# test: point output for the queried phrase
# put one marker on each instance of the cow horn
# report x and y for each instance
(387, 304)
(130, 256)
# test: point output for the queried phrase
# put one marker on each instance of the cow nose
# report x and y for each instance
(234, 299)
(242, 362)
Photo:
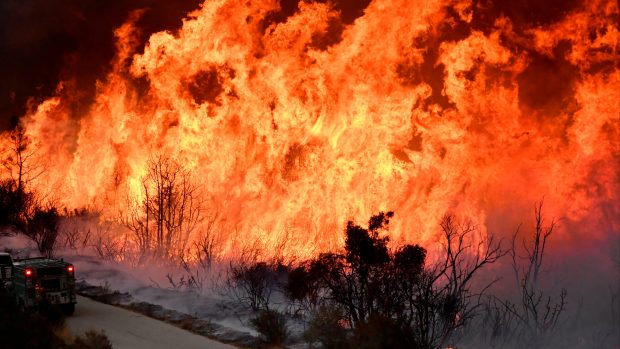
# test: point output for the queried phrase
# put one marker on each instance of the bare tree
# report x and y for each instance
(170, 209)
(537, 314)
(443, 299)
(20, 159)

----

Required work = Switch "marker" to "dot" in all of the lines above, and write them out again with nothing else changed. Leave the pictures out of your answer.

Solution to this exercise =
# test: point output for the queried phrase
# put one dot on each instance of the cow horn
# report x and y for each instance
(387, 304)
(130, 256)
# test: point output for the queried phrase
# put one dot on each instance of the cow nose
# report x and y for each instance
(234, 299)
(242, 362)
Photo:
# test: point output for the queried phrase
# put one dot on each instance of the bare tree
# report x and y for each instance
(170, 209)
(537, 314)
(443, 299)
(20, 159)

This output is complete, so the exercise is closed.